### Tâches à réaliser
(a) Dans l'extrait sur la loi de bioéthique, jusqu'à quelle date les décrets d'application relatifs à l'autoconservation ovocytaire se sont-ils fait attendre ?
(b) Poursuivez l'extrait sur la loi de bioéthique à partir de sa dernière phrase.

=== Extrait du texte ===

Nous sommes nombreux à l’avoir longtemps attendue, espérée : avec la loi de bioéthique, enfin, les couples de femmes et les femmes seules (dites « non mariées » dans la loi) allaient pouvoir être prises en charge en France, et le tourisme procréatif allait cesser. Enfin, les femmes qui, faute d’avoir rencontré l’âme sœur à temps, voulaient bénéficier d’une autoconservation ovocytaire, pourraient être prises en charge dans notre pays, qui restait l’un des rares à l’interdire encore en Europe (1).
La promulgation eut lieu en août 2021 ; il aura fallu ensuite attendre les décrets d’application, qui tardèrent jusqu’au 30 décembre 2021 concernant l’autoconservation ovocytaire.
La loi précise que toutes ces nouvelles indications sont prises en charge à 100 % par l’Assurance-maladie (là aussi, nous sommes une exception dans le monde !), mais elle introduit des limites d’âge.

=== Informations fournies ===

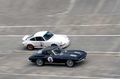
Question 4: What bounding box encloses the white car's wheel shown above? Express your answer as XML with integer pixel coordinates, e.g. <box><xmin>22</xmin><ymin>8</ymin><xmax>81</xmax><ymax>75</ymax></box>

<box><xmin>27</xmin><ymin>44</ymin><xmax>34</xmax><ymax>50</ymax></box>
<box><xmin>36</xmin><ymin>59</ymin><xmax>44</xmax><ymax>66</ymax></box>
<box><xmin>66</xmin><ymin>60</ymin><xmax>74</xmax><ymax>67</ymax></box>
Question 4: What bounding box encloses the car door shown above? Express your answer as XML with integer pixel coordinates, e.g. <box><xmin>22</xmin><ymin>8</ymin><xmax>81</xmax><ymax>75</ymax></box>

<box><xmin>36</xmin><ymin>37</ymin><xmax>46</xmax><ymax>48</ymax></box>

===

### Réponses numérotées
(a) Jusqu'au 30 décembre 2021.

(b)
L’Agence de biomédecine (ABM) interroge régulièrement les centres d’AMP et présente ses résultats à un comité national de suivi de l’application de la loi de bioéthique, qui réunit des représentants des sociétés savantes, des centres, des administrations concernées et des usagers, ce qui permet d’avoir des chiffres et une vision globale de la mise en œuvre de la nouvelle loi. De fait, ces enquêtes montrent que, très vite, un certain nombre de problèmes se posent !
Prévisions largement dépassées
Les couples de femmes et les femmes seules ne peuvent concevoir que si une paillette de sperme leur est délivrée par un des 30 Centre d’étude et de conservation des œufs et du sperme humain (Cecos). Ce sont, en France, les seuls établissements autorisés à conserver et à délivrer du sperme de donneur. Avant la parution de la loi, le chiffre de 2000 demandes supplémentaires avait été envisagé. Or, d’après l’ABM, elles étaient déjà 7 669 fin 2021, 9 303 au premier semestre 2022, puis 5 800 au second semestre, soit en tout 15 000 demandes pour l’année 2022 !
Le petit ralentissement observé au second semestre 2022 est-il le reflet d’une diminution réelle, parce que les femmes les plus limites en âge se seraient hâtées dès départ, ou est-ce dû à une diminution de l’offre de rendez-vous en juillet et en août (effet vacances) ? Les chiffres du premier semestre 2023 nous le diront.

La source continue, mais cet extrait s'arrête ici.